Exercise instructions:
All lines in the records that carry the string "earring" are to be shown.

Source data
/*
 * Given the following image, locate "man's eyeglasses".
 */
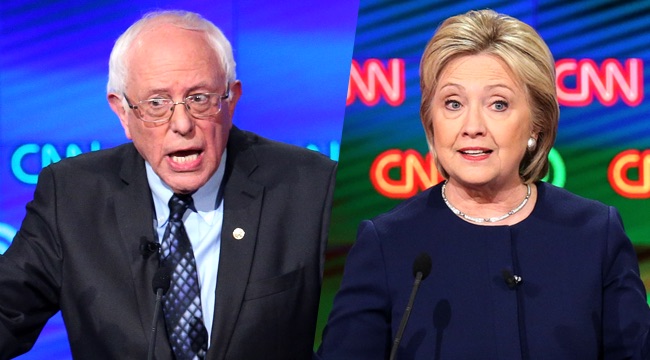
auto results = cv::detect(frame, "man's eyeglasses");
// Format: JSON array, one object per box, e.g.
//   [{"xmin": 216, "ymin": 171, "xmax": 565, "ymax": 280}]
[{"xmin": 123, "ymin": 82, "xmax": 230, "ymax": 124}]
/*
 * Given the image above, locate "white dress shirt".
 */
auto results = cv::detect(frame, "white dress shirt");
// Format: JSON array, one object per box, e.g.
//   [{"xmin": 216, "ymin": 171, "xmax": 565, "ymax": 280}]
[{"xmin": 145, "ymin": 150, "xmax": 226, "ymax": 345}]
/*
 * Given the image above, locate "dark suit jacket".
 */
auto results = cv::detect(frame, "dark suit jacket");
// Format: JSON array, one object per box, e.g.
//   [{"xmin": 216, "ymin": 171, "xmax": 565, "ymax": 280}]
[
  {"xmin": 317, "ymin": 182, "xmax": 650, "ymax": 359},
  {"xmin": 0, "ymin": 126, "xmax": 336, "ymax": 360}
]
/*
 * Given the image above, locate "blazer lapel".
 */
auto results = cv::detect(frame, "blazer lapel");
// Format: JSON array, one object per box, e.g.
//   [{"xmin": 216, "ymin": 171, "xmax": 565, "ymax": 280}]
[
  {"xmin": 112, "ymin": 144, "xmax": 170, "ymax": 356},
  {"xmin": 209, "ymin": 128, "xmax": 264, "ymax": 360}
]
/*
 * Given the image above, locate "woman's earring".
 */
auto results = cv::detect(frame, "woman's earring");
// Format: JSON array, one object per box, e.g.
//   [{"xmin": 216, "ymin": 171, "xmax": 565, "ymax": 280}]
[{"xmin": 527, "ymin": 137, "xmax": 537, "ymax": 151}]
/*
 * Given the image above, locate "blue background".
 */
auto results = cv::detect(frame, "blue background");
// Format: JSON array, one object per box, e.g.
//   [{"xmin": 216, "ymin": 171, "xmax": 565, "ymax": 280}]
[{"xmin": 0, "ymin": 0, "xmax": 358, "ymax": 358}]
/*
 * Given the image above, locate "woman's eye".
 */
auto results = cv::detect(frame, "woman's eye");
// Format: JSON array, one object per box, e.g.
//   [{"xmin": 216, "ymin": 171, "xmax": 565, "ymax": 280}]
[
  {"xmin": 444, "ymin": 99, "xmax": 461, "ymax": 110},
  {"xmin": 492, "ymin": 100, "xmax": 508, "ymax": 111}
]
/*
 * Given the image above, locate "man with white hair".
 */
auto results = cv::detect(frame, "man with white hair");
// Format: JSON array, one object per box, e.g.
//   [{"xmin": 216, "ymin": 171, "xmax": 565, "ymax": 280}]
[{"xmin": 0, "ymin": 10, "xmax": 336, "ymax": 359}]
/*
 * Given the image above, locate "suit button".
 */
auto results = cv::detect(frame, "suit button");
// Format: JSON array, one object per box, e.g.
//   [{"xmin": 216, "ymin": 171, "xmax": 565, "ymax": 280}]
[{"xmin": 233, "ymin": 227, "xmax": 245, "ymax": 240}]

--

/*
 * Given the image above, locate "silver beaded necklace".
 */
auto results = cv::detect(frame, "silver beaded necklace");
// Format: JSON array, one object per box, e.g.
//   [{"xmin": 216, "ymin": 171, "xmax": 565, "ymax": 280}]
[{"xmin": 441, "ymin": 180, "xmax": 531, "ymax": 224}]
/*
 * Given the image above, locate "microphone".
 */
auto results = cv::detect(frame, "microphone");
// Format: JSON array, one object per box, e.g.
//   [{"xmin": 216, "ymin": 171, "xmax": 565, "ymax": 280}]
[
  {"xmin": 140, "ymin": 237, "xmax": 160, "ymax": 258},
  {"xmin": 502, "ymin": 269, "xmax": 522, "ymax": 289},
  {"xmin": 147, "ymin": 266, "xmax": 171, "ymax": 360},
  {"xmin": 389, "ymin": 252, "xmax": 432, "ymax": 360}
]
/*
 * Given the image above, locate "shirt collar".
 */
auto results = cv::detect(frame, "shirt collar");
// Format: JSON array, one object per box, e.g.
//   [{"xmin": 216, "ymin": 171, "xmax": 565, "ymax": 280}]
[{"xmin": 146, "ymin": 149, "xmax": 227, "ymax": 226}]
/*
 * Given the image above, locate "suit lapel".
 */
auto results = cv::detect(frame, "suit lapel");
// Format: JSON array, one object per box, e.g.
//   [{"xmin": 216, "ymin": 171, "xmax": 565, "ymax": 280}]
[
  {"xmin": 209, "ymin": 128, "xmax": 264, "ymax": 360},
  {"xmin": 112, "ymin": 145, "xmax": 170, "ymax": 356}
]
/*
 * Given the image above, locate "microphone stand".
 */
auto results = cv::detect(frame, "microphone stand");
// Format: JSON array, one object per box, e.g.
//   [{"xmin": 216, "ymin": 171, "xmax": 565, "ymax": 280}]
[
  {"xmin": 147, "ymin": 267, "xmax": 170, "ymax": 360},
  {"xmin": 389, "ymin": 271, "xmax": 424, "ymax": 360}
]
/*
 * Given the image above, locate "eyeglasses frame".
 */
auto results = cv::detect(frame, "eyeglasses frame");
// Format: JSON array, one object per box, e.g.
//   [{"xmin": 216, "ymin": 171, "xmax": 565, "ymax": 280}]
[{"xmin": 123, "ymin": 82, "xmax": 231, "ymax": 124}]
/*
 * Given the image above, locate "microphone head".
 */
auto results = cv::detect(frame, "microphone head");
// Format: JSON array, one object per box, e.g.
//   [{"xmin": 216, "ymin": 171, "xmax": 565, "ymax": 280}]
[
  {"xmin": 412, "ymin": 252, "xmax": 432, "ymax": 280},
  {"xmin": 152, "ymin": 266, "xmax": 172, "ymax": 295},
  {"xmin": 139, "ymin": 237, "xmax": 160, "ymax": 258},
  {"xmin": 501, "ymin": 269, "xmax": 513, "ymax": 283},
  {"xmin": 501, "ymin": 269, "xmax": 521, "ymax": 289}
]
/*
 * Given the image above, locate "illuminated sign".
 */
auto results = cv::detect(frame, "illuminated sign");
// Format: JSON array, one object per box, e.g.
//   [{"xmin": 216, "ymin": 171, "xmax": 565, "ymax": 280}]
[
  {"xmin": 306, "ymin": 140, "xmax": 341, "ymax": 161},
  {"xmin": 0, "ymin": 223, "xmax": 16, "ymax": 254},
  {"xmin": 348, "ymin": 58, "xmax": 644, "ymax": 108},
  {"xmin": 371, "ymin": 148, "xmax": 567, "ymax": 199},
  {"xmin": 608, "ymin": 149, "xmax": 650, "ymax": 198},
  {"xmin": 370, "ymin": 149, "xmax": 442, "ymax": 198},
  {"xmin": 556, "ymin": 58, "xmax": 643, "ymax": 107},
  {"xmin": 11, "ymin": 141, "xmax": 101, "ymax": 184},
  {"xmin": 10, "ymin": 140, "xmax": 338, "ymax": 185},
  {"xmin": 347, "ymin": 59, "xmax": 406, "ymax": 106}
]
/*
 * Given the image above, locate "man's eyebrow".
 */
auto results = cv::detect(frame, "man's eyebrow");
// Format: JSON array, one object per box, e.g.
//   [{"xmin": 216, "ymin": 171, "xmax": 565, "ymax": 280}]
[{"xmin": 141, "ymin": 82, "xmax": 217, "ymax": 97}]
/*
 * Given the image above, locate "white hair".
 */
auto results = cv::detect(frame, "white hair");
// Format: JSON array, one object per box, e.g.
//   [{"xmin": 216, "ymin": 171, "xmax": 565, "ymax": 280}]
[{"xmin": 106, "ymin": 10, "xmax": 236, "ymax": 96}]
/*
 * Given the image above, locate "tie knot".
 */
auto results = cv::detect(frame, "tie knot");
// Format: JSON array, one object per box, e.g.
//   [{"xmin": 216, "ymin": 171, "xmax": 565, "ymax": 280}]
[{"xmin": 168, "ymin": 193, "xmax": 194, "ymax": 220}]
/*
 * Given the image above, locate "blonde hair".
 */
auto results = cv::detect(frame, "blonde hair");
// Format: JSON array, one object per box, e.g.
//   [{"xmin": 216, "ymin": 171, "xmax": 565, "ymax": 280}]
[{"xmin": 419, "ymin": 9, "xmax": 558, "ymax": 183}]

...

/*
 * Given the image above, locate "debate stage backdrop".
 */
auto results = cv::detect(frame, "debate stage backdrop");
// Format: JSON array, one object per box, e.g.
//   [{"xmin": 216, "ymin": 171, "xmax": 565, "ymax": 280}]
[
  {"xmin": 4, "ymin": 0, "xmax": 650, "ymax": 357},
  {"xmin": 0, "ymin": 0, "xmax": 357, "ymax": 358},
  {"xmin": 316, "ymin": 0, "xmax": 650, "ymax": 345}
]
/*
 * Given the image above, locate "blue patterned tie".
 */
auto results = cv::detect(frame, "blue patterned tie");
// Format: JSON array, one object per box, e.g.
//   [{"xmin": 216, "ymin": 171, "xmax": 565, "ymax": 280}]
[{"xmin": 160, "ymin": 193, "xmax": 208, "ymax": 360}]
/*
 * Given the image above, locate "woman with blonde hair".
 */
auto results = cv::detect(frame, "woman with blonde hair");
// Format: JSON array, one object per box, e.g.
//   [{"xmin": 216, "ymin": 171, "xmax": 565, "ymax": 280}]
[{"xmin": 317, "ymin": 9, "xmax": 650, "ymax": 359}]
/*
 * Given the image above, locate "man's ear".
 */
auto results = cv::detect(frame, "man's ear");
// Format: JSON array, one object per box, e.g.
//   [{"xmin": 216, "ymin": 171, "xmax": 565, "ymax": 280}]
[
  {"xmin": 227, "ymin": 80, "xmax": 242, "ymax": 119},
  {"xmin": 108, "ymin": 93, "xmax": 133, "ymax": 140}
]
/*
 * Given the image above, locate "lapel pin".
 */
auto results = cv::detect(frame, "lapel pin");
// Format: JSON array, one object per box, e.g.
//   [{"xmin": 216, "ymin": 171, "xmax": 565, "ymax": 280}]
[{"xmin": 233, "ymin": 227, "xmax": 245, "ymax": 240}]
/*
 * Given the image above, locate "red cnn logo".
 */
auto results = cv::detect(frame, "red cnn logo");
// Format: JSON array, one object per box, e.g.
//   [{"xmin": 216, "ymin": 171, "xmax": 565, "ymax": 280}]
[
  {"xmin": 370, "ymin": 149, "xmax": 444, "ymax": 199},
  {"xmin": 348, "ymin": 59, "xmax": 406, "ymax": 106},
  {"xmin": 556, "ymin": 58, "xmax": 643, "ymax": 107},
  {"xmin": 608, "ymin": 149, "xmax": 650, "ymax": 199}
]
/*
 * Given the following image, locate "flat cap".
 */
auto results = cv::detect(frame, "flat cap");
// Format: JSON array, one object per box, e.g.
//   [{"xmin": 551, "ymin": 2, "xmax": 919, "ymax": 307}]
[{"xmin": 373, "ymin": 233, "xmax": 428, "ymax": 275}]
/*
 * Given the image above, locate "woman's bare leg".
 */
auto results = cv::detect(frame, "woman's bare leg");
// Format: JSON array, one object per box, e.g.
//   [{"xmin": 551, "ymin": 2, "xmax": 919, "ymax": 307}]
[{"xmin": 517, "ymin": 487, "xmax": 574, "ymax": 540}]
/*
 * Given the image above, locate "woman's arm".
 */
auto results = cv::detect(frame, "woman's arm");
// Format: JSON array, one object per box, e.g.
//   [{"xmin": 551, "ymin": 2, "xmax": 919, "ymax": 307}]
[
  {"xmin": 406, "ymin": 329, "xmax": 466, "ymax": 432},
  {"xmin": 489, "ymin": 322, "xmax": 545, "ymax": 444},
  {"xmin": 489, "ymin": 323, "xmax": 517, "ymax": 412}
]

Answer box:
 * Given the image above, locate "woman's earring".
auto results = cv::detect(frame, "woman's earring");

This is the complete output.